-- start The records --

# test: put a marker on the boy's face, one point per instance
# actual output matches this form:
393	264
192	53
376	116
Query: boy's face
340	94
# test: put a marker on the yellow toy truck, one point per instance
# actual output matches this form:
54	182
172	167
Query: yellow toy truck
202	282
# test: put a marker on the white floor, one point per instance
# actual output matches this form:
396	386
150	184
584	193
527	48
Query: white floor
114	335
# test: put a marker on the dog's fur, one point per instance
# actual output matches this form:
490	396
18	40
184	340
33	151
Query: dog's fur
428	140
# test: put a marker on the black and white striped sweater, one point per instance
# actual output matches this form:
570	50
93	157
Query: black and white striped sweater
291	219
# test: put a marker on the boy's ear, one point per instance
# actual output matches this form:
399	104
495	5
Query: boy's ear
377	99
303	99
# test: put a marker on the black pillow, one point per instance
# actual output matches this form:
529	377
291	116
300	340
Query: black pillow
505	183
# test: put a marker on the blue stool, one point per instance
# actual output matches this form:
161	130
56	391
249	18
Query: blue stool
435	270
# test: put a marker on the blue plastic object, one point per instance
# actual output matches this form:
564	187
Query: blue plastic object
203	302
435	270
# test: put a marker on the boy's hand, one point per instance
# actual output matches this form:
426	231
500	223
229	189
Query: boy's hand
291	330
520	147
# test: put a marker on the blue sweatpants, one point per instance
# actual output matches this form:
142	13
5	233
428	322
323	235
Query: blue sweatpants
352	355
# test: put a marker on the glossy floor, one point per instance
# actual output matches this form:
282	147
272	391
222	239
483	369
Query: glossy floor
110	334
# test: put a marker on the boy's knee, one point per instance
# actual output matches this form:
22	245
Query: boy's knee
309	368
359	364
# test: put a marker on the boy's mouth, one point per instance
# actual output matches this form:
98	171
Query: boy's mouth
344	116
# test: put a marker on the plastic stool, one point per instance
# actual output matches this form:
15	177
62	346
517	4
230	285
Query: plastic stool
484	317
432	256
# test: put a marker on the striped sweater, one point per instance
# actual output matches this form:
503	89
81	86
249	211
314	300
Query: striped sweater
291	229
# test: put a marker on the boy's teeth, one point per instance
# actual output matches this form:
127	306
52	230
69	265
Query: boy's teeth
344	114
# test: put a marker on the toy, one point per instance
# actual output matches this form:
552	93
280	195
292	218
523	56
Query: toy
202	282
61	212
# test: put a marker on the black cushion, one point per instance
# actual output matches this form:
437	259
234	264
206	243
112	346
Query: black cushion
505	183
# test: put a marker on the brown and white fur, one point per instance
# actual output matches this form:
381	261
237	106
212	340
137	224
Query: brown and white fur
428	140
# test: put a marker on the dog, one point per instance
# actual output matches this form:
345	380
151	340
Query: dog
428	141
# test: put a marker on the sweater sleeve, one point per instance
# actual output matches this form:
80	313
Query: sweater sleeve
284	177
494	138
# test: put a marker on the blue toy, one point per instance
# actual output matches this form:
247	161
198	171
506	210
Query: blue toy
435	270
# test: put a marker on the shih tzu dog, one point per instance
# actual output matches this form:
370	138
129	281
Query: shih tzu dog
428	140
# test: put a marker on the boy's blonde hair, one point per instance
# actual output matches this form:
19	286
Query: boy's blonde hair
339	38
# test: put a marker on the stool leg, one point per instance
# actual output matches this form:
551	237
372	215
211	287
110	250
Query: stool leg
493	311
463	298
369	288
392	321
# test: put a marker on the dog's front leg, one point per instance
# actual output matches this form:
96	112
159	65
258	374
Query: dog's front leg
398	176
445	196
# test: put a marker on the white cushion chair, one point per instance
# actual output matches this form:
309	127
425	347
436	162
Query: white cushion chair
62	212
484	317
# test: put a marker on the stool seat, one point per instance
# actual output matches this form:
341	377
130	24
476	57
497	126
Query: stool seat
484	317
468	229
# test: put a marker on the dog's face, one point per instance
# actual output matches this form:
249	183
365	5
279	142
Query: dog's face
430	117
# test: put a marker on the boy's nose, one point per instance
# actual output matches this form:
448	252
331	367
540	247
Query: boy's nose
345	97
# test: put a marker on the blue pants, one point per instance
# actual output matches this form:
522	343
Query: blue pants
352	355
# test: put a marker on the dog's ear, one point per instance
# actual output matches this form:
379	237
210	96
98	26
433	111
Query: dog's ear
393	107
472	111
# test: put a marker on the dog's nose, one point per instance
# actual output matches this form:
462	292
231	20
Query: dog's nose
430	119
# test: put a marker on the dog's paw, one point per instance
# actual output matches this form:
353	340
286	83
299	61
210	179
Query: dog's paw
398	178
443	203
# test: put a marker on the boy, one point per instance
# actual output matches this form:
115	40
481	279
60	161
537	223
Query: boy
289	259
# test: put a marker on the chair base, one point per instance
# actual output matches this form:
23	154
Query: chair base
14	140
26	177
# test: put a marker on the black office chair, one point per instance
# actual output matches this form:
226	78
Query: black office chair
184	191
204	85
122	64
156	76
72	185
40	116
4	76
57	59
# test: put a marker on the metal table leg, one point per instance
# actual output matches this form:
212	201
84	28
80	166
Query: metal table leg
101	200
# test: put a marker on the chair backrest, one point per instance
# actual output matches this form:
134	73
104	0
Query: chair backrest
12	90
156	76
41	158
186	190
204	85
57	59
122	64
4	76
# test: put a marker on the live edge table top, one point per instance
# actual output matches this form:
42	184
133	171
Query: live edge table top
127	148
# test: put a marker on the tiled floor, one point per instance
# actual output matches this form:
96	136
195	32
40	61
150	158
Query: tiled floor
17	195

-- end The records --

- _Directions for this task_
Quote all the records exactly, please, leaving none out.

- _In response_
# test: put a marker on the boy's face, one point per instance
# actual output matches this form:
393	264
192	53
376	116
Query: boy's face
340	94
# test: put a marker on the yellow toy truck, one point per instance
# actual output matches this form:
54	182
172	167
Query: yellow toy truck
202	282
# test: put a marker on the white floor, one point per instance
# actual output matches this form:
396	386
150	184
584	193
527	48
Query: white floor
114	335
# test: put a marker on the dog's fur, one point per instance
# actual output matches this form:
490	396
18	40
184	340
33	151
Query: dog's fur
428	140
# test: put a marker on the black and white striped sweater, one point per instance
# actual output matches this form:
570	50
93	157
Query: black and white striped sweater
291	219
# test: put a marker on the boy's ear, one point per instance
# actual output matches this form:
399	104
495	5
Query: boy's ear
377	99
303	99
# test: put a marker on the black pillow, one point per instance
# actual output matches this form:
529	377
291	116
300	340
Query: black pillow
505	183
# test: put a marker on the blue stool, one point per instance
# actual output matches this form:
161	130
56	391
249	18
Query: blue stool
435	270
# test: put a marker on the blue plastic object, one point per instance
# actual output matches this form:
564	187
Query: blue plastic object
203	302
435	270
# test: put a marker on the boy's hand, one point per instance
# actual output matches this form:
426	231
500	223
229	189
Query: boy's hand
291	330
520	147
# test: put a marker on the blue sweatpants, one point per instance
# actual output matches this form:
142	13
5	233
428	322
323	235
Query: blue sweatpants
352	355
# test: put a marker on the glossy floor, one point per instance
# actual output matches this form:
282	147
272	391
222	239
483	369
Query: glossy floor
110	334
# test: put a marker on the boy's knee, one point per instance
# actual output matches this form:
22	245
Query: boy's knee
309	368
359	364
# test: put a marker on the boy's mouth, one point per instance
# actual output matches this form:
98	171
Query: boy's mouth
344	116
# test: put a marker on the plastic stool, one point per instance
# actual output matches this form:
15	177
62	346
517	4
230	285
Query: plastic stool
484	317
432	256
# test: put a marker on the striped sweater, one point per instance
# actual output matches this form:
503	89
81	86
249	211
314	300
Query: striped sweater
291	229
# test: put a marker on the boy's teeth, one point per instance
# actual output matches this form:
127	306
52	230
69	265
Query: boy's teeth
344	114
# test: put a marker on the toy, one point per instance
# actual output matches this form:
552	93
280	195
292	218
523	56
Query: toy
202	282
61	212
# test: put a marker on the black cushion, one point per instance
# actual output matches this form:
437	259
234	264
206	243
112	346
Query: black cushion
505	183
# test: put a marker on the brown and white fur, one point per instance
# actual output matches this form:
381	261
237	106
212	340
137	224
Query: brown and white fur
428	140
# test: put a marker on the dog, one point per instance
# actual output matches this form:
345	380
151	340
Query: dog
428	141
# test: put a marker on the sweater sleeve, one point per instance
# actual output matches this form:
80	313
Query: sweater sleeve
284	177
494	138
# test: put a marker on the blue toy, one point per instance
# actual output matches this form:
247	161
198	171
506	210
Query: blue toy
435	270
# test: put a marker on the shih tzu dog, one point per instance
# actual output matches this form:
370	138
129	281
Query: shih tzu dog
428	140
# test: put a marker on the boy's blonde hair, one point per instance
# actual output matches this form:
19	286
Query: boy's blonde hair
339	38
# test: put a marker on the stool leg, one point per instance
# actual output matches this form:
551	237
372	215
211	287
110	250
Query: stool leg
493	311
463	298
369	288
392	321
# test: put a marker on the dog's front leg, one point per instance
# actual output matches this form:
96	112
159	65
258	374
Query: dog's front leg
398	176
445	196
# test: put a marker on the white cushion chair, one point per instance
# actual output matches this form:
309	127
425	347
436	162
Query: white cushion chair
62	212
484	317
# test: put a marker on the stool seat, one point per instance
# actual output matches this form:
341	377
130	24
476	57
497	126
Query: stool seat
484	317
468	229
# test: put a marker on the dog's face, one point per instance
# actual output matches this form:
249	183
365	5
279	142
Query: dog's face
430	117
# test: put a marker on the boy's nose, one point per instance
# actual output matches this form:
448	252
331	367
540	247
Query: boy's nose
345	97
# test: put a marker on the blue pants, one point per instance
# actual output matches this form:
522	343
Query: blue pants
352	355
# test: put a marker on the dog's ear, one point per instance
# actual output matches this form:
379	237
210	96
98	26
433	111
Query: dog's ear
393	107
472	111
# test: put a marker on the dog's nose, one point per instance
# actual output matches this form:
462	292
231	20
Query: dog's nose
430	119
# test: put a marker on the dog's paw, one point per instance
# actual output matches this form:
353	340
286	83
299	61
210	179
Query: dog's paw
398	178
443	203
# test: put a marker on the boy, one point per instance
# actual output matches this form:
115	40
481	279
60	161
537	223
Query: boy
289	259
# test: put a marker on the chair base, one point per instance
# actual output matches this form:
23	154
Query: chair base
14	140
26	177
# test: put a marker on the black office chair, one point per instance
# actual output matches this form:
226	78
Query: black office chair
184	191
204	85
122	64
156	76
72	185
40	116
4	76
57	59
# test: put a marker on the metal table leg, one point per instance
# actual output matches this form:
212	201
84	28
80	166
Query: metal table leg
101	200
# test: put a marker on the chair backrest, one point per instance
# actual output matches this form:
134	73
104	0
Query: chair backrest
12	90
156	76
41	158
186	190
204	85
57	59
122	64
4	76
# test: put a marker on the live edge table top, one point per instance
# actual output matches this form:
42	184
133	171
Query: live edge table top
127	148
# test: put a marker on the tiled floor, one point per instance
# actual output matches this form:
96	136
195	32
40	61
150	158
Query: tiled floor
17	195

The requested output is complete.